**Seitenauszug**
In dieser Rubrik stellen wir immer dienstags verblüffende, beeindruckende, informative und witzige Zahlen aus den Bereichen IT, Wissenschaft, Kunst, Wirtschaft, Politik und natürlich der Mathematik vor.

Der herausragende Zeuge war der Leipziger Physiker und Astronom Karl Friedrich Zöllner. Er habe eine Reihe von wissenschaftlichen Experimenten mit Slade durchgeführt, die das beweisen würden, versicherte Zöllner. Zöllners Eingabe war erfolglos und Slade wurde zu drei Monaten Gefängnis verurteilt, aber seine Beweise beschäftigen Physiker und Zauberkünstler bis heute.

Neben dem Astrophysiker Zöllner traten weitere Wissenschaftler als Fürsprecher für Slade auf, etwa William Crookes, der Erfinder der Kathodenstrahlröhre oder Joseph John Thompson, der für die Entdeckung des Elektrons 1906 den Nobelpreis erhielt. All diese Männer waren davon überzeugt, dass Henry Slade in seinen spiritistischen Séancen, bei denen er Lichter sah und seltsame Worte sprach, in Kontakt mit Wesen aus der vierten Dimension stand.

Henry Slade (* 1836 in den USA; † 1905 in Belding, Michigan, USA)
ein Hochstapler, der es sogar schaffte viele rennomierte Wissenschaftler mit seinen Esoterik-Tricks hinters Licht zu führen.

(Bild: gezeichnet und veröffentlicht 1897 bei Laird & Lee in Chicago)

**Entnommenes Material**
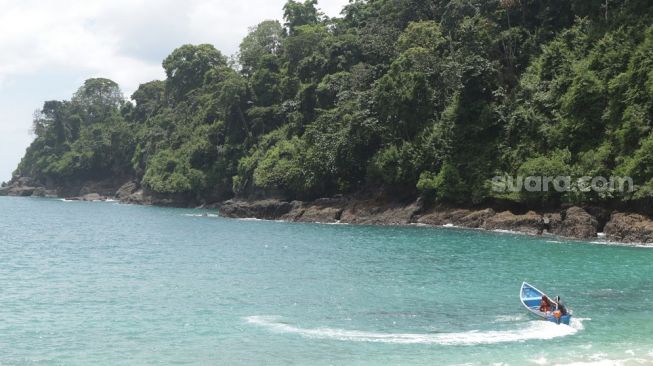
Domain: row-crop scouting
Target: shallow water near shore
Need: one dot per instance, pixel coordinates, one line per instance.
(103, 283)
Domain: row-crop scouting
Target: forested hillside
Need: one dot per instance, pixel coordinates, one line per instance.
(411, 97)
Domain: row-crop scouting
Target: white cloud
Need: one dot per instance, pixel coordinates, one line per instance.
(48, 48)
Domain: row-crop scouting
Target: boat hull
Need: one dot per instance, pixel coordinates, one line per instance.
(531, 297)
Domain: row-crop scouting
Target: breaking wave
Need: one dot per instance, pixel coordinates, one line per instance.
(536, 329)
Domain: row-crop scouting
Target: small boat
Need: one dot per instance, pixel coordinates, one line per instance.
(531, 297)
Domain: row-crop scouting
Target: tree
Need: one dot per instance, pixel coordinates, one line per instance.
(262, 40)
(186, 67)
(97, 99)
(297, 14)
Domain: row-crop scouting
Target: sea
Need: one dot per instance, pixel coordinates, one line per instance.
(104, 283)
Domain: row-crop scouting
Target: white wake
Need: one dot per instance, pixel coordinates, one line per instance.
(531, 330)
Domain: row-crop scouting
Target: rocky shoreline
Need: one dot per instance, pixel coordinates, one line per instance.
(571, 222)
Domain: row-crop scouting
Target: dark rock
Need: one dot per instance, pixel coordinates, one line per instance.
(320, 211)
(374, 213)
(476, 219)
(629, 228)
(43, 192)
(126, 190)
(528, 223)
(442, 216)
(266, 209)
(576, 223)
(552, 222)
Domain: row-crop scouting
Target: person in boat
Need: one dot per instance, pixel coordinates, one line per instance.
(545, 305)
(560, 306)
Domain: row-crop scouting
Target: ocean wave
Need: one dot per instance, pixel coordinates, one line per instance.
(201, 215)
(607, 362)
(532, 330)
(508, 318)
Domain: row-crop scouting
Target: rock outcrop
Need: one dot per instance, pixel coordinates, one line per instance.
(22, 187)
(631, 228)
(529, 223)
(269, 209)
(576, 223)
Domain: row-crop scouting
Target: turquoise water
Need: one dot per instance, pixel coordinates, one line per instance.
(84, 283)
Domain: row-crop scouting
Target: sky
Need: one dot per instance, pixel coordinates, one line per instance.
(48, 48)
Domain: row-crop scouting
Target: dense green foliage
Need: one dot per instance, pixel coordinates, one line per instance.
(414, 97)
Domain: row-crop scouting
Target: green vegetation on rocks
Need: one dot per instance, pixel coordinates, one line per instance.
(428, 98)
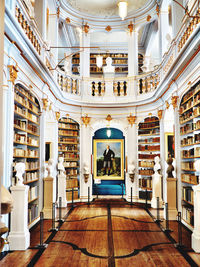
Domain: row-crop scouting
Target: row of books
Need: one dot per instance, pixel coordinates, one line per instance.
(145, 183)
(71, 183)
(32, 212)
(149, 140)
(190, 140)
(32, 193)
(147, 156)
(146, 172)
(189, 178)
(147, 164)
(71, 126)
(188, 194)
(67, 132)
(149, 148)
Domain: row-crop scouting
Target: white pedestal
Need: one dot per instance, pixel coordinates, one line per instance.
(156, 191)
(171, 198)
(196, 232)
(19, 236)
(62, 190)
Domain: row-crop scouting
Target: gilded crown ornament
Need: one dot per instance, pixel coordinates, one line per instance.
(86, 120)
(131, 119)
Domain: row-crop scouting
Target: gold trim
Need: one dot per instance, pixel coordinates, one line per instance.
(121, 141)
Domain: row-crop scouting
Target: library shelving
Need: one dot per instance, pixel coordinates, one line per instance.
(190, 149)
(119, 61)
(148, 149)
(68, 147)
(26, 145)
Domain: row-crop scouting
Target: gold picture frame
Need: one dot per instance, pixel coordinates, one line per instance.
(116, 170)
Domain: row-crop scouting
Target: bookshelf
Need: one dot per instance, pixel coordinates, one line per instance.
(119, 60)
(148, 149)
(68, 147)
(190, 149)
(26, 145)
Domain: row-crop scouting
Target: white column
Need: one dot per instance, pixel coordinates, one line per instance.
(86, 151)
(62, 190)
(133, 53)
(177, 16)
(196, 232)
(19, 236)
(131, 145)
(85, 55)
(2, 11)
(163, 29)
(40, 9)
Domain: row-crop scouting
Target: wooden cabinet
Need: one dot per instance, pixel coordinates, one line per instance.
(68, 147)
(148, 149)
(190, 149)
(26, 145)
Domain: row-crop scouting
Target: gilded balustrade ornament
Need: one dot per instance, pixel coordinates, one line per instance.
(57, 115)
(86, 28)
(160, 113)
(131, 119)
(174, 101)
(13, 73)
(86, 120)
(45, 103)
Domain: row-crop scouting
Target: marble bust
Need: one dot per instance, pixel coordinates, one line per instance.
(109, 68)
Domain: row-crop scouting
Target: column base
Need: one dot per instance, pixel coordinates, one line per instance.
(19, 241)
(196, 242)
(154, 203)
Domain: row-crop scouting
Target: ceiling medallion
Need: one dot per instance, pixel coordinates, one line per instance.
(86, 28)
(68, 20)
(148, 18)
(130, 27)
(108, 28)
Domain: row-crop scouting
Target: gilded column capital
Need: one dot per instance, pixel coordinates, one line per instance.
---
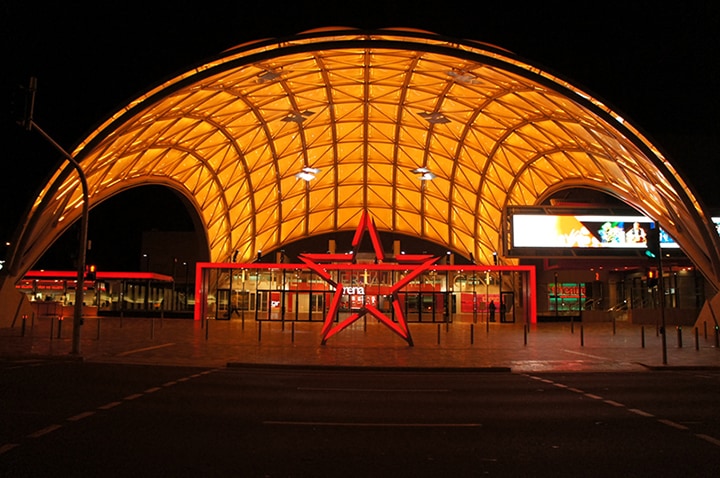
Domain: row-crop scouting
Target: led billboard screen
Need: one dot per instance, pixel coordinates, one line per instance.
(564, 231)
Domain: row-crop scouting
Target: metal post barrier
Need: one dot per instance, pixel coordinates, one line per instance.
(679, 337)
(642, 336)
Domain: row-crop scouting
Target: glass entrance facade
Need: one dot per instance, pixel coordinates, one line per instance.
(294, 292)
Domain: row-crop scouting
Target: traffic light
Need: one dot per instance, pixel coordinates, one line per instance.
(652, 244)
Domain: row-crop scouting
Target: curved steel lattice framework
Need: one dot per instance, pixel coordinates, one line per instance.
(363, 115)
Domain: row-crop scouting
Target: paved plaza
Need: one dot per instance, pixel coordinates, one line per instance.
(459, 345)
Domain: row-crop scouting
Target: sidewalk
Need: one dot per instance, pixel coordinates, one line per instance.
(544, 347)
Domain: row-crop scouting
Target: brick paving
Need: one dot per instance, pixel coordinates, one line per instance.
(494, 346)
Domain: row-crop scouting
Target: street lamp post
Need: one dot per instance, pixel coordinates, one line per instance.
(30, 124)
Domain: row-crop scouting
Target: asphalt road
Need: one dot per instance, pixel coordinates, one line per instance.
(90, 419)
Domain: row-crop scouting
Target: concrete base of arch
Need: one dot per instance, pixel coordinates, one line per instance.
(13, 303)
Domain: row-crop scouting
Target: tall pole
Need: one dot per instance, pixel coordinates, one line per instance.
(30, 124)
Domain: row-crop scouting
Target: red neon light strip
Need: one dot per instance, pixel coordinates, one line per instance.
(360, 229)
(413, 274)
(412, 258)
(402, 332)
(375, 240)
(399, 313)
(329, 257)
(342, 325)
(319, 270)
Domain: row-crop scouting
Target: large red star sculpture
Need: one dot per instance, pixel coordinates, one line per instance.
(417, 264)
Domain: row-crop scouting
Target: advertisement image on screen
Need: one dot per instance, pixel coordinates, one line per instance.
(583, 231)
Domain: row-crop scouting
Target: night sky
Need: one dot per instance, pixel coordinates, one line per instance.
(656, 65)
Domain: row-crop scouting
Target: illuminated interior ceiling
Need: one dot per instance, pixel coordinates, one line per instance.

**Aufgaben**
1. Beantworte die folgenden Fragen zum Auszug über Henry Slade.
(a) An welchem Wochentag erscheint die Rubrik?
(b) Zu wie vielen Monaten Gefängnis wurde Slade verurteilt?
(c) Was hat William Crookes erfunden?
2. Gib aus dem Auszug über Henry Slade die Passage von „Neben dem Astrophysiker“ bis einschließlich „Belding, Michigan, USA)“ unverändert zurück.
3. Führe den Auszug über Henry Slade im Anschluss an seinen letzten Satz fort.

**Ergebnisse je Aufgabe**
1.
(a) Dienstags.
(b) Zu drei Monaten.
(c) Die Kathodenstrahlröhre.

2.
Neben dem Astrophysiker Zöllner traten weitere Wissenschaftler als Fürsprecher für Slade auf, etwa William Crookes, der Erfinder der Kathodenstrahlröhre oder Joseph John Thompson, der für die Entdeckung des Elektrons 1906 den Nobelpreis erhielt. All diese Männer waren davon überzeugt, dass Henry Slade in seinen spiritistischen Séancen, bei denen er Lichter sah und seltsame Worte sprach, in Kontakt mit Wesen aus der vierten Dimension stand.

Henry Slade (* 1836 in den USA; † 1905 in Belding, Michigan, USA)

3.
Slade war für sie ein Medium für den Kontakt mit dieser Dimension, an deren Existenz sie nicht zweifelten. Clair-Voyance-Sitzungen dieser Art waren in den 70er und 80er-Jahren des 19. Jahrhunderts ungemein beliebt, nicht nur beim Kontakt mit der vierten Dimension, sondern auch mit Verstorbenen oder mit Marsmenschen, den Slades Konkurrentin Hélène Smith offerierte.

Dass es eine solche vierte Dimension gibt, hatte der Mathematiker Bernhard Riemann mit Überlegungen zu gekrümmten Räumen aufgezeigt, in denen die Grundsätze der euklidischen Geometrie (z. B. Winkelsumme in einem Dreieck ist 180 Grad) nicht mehr gelten. Seine Geometrie mit dem Riemannschen Krümmungstensor konnte n-dimensionale Räume erfassen. Herausragende Wissenschaftler wie Zöllner und Hermann von Helmholtz, der einflussreichste Physiker seiner Zeit, versuchten, die Erkenntnisse von Riemann verständlich zu machen.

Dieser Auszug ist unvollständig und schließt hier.